(Dataset records)
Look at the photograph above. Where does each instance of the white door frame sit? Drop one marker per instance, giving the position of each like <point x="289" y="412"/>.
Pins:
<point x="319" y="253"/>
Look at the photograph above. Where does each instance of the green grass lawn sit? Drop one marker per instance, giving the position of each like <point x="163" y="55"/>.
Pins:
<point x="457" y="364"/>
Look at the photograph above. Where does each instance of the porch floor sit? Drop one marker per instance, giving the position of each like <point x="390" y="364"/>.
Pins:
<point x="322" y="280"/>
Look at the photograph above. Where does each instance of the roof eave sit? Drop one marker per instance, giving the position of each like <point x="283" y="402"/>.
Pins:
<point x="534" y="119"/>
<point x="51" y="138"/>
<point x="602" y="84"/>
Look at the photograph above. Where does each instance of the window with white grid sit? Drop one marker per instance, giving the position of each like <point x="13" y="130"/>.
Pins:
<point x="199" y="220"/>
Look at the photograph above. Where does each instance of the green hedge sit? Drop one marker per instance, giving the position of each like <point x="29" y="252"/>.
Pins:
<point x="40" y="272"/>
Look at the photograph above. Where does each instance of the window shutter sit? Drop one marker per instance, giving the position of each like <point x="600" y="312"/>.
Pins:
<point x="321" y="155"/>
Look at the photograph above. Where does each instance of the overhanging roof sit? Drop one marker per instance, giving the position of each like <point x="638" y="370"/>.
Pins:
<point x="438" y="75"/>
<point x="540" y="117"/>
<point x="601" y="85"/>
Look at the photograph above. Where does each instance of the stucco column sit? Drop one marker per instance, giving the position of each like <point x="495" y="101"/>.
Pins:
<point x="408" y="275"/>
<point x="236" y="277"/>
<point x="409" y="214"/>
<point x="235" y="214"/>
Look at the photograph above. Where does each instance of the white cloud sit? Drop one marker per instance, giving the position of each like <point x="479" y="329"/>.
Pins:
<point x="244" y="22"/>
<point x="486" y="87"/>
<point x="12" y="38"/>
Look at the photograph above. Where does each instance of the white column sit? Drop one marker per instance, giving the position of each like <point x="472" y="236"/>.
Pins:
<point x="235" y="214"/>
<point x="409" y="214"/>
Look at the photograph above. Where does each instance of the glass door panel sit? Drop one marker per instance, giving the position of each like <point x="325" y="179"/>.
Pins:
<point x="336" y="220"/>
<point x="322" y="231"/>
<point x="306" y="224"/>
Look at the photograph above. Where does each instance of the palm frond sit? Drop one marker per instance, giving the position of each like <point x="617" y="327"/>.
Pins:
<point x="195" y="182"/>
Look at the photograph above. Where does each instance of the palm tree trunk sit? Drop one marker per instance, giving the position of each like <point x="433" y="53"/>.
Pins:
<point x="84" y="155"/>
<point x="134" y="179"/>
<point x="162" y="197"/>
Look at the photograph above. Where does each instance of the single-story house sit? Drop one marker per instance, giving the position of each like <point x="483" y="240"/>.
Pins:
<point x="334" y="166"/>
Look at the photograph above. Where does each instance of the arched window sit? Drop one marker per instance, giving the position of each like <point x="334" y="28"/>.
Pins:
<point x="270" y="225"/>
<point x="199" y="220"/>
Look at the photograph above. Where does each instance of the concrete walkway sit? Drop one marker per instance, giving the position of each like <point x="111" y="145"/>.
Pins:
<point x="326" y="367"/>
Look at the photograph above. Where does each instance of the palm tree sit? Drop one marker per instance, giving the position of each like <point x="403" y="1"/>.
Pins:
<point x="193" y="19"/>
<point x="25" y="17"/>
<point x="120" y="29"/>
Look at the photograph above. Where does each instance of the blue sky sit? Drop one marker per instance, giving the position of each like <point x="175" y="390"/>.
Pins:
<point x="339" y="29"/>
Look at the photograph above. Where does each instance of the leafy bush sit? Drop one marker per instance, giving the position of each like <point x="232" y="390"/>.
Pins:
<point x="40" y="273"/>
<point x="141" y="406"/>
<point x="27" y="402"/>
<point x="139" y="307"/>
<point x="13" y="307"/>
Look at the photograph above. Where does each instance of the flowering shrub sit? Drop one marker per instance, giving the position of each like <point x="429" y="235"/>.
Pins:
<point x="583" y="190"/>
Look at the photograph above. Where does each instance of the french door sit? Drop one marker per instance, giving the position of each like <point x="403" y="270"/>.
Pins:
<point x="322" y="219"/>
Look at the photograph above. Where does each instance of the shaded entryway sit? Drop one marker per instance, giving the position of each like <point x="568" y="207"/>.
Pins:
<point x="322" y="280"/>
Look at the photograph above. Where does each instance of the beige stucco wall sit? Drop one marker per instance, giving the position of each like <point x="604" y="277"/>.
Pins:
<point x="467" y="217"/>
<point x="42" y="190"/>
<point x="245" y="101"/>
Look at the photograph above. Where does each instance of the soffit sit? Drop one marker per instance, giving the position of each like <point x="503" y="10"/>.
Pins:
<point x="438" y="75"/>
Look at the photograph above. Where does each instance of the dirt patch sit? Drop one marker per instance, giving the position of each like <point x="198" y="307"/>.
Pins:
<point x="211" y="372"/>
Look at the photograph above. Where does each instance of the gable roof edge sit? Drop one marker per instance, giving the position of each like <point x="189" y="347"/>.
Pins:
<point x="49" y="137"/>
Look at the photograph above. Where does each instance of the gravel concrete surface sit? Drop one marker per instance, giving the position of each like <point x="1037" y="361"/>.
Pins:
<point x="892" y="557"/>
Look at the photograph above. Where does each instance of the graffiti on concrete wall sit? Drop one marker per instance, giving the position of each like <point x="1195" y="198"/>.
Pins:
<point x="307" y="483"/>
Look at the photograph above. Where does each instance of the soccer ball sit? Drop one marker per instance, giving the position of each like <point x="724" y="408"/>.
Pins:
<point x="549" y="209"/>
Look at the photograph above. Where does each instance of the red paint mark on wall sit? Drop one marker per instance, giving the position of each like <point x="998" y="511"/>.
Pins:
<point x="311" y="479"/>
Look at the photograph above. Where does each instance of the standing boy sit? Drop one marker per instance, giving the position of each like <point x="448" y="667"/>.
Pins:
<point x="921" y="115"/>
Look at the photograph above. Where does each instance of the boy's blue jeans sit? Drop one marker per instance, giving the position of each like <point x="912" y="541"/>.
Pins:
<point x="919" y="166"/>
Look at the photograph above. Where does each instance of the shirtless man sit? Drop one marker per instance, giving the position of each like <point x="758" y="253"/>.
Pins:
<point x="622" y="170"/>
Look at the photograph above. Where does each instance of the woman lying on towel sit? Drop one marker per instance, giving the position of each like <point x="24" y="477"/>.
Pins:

[Instructions for the task] Copy every one of the records above word for word, changing nothing.

[The response]
Look at the photograph above. Where does each instance of the white door frame sit? Drop one marker per instance, giving the position of each like <point x="289" y="412"/>.
Pins:
<point x="319" y="253"/>
Look at the photograph above. Where does each instance of the green grass lawn sit? Drop one marker per instance, giving the position of each like <point x="163" y="55"/>.
Pins:
<point x="457" y="364"/>
Look at the photograph above. Where does each instance of the porch floor sit? Drop one marker per instance, giving the position of each like <point x="390" y="364"/>.
Pins:
<point x="322" y="280"/>
Look at the photograph above. Where does each instance of the roof eave sit? Drop one marker per instance, giving the position of each like <point x="283" y="402"/>.
Pins:
<point x="534" y="119"/>
<point x="51" y="138"/>
<point x="602" y="84"/>
Look at the photograph above. Where does each instance of the window with white grid sit? Drop one marker per instance, giving the position of each like <point x="13" y="130"/>.
Pins:
<point x="199" y="220"/>
Look at the photograph above. Where does each instance of the green hedge sit? Drop one marker per instance, giving the position of each like <point x="29" y="252"/>.
Pins:
<point x="40" y="272"/>
Look at the photograph above. Where does each instance of the window shutter sit? Drop one marker per instance, giving the position of each like <point x="600" y="312"/>.
Pins:
<point x="321" y="155"/>
Look at the photograph above. Where does each instance of the overhanging roof sit? Drop one marker per instance, giving the position of each like <point x="638" y="370"/>.
Pins:
<point x="438" y="75"/>
<point x="540" y="117"/>
<point x="601" y="85"/>
Look at the photograph above. Where does each instance of the stucco column sit? Drop one marker per instance, giving the position of each like <point x="495" y="101"/>.
Pins:
<point x="408" y="275"/>
<point x="236" y="277"/>
<point x="409" y="214"/>
<point x="235" y="214"/>
Look at the photograph above. Where does each instance of the white cloud sit? Drop one marker per instance, giving the position of each like <point x="479" y="329"/>.
Pins:
<point x="244" y="22"/>
<point x="486" y="87"/>
<point x="12" y="38"/>
Look at the photograph above. Where does each instance of the white column sit? Drop one marker per instance, giving the position of each like <point x="472" y="236"/>.
Pins:
<point x="235" y="214"/>
<point x="409" y="214"/>
Look at the photograph above. Where does each instance of the glass door panel sit? Drop one marker per instance, giving the position of each like <point x="325" y="179"/>.
Pins:
<point x="336" y="220"/>
<point x="322" y="231"/>
<point x="306" y="224"/>
Look at the photograph above. Where does each instance of the palm frond sit? Drop one marker per instance, giving the position of each like <point x="617" y="327"/>.
Pins:
<point x="195" y="182"/>
Look at the photograph above. Where does each instance of the palm tree trunk sit? Drop one marker per instance, giving the position of each like <point x="433" y="53"/>.
Pins:
<point x="84" y="155"/>
<point x="134" y="179"/>
<point x="162" y="197"/>
Look at the photograph above. Where does each instance of the single-story house sit? Drop one marker per instance, giving the position of each like <point x="483" y="240"/>.
Pins:
<point x="334" y="166"/>
Look at the photograph above. Where does each instance of the arched window sit? Drop one marker per instance, giving the position of each like <point x="334" y="28"/>.
Pins:
<point x="270" y="225"/>
<point x="199" y="220"/>
Look at the photograph above. Where does each instance of the concrete walkway sit? Drop one marker per instance, giving the position of each like <point x="111" y="145"/>.
Pins:
<point x="326" y="367"/>
Look at the photograph above. Where does each instance of the palm tree sit? Drop one marker per instance, giving the position of each like <point x="403" y="1"/>.
Pins:
<point x="193" y="19"/>
<point x="25" y="17"/>
<point x="120" y="29"/>
Look at the photograph above. Where does each instance of the blue sky sit? Drop one marker per instance, giving the position of each like <point x="175" y="390"/>.
Pins:
<point x="339" y="29"/>
Look at the photograph above. Where does each instance of the leafy bush sit? Drop one marker per instance, giving the position of each like <point x="232" y="390"/>.
Pins:
<point x="40" y="273"/>
<point x="141" y="406"/>
<point x="27" y="402"/>
<point x="139" y="307"/>
<point x="13" y="307"/>
Look at the photograph above. Where does each instance of the flowering shrub sit? Drop one marker per instance, giving the position of each like <point x="429" y="235"/>.
Pins:
<point x="583" y="190"/>
Look at the photograph above. Where does each instance of the french door sit? Drop one marker per instance, giving the position of each like <point x="403" y="270"/>.
Pins:
<point x="322" y="219"/>
Look at the photograph above. Where does each instance of the shaded entryway sit? Drop one marker per instance, giving the position of each like <point x="568" y="207"/>.
Pins:
<point x="322" y="280"/>
Look at the photograph above. Where does each instance of the beige stucco wall sit? Drop one marker per instance, giving the position of each like <point x="604" y="277"/>.
Pins:
<point x="467" y="217"/>
<point x="42" y="190"/>
<point x="245" y="101"/>
Look at the photograph above. Where does each instance of the soffit sit? Drop one marker per instance, giving the position of each like <point x="503" y="10"/>.
Pins:
<point x="438" y="75"/>
Look at the photograph above. Where does each instance of the dirt patch sit? Drop one marker per instance, giving the position of each like <point x="198" y="307"/>.
Pins:
<point x="211" y="372"/>
Look at the photograph above. Where does each instance of the gable roof edge sit? Drop one marker per instance, giving the position of each like <point x="189" y="347"/>.
Pins:
<point x="49" y="137"/>
Look at the photograph above. Where does each instance of the gravel concrete surface sit? Drop one marker per instance, giving the position of each like <point x="1037" y="361"/>.
Pins:
<point x="892" y="557"/>
Look at the photograph above. Where does each instance of the graffiti on concrete wall sit? Drop one marker per instance, giving the position of each like <point x="1195" y="198"/>.
Pins:
<point x="307" y="483"/>
Look at the photograph above. Where does each instance of the soccer ball sit? Drop one marker per instance, giving the position of each like <point x="724" y="408"/>.
Pins:
<point x="549" y="209"/>
Look at the photograph above. Where does each instance of the red paint mark on wall sit? Drop one marker per instance, giving the position of each like <point x="998" y="511"/>.
Pins:
<point x="311" y="479"/>
Look at the photograph above. Where does each instance of the standing boy sit? Drop one marker per instance, giving the position of each like <point x="448" y="667"/>.
Pins:
<point x="921" y="115"/>
Look at the photograph above. Where does each instance of the boy's blue jeans sit? Drop one marker per instance, giving the position of each like <point x="912" y="541"/>.
Pins:
<point x="919" y="166"/>
Look at the photograph above. Where does each instance of the shirtless man sit? Drop one marker per instance, giving the position of each like <point x="758" y="253"/>.
Pins:
<point x="622" y="170"/>
Look at the photograph above. Where does each instance of the woman lying on towel sit? Drop one marker per instance, giving the position of each like <point x="24" y="477"/>.
Pins:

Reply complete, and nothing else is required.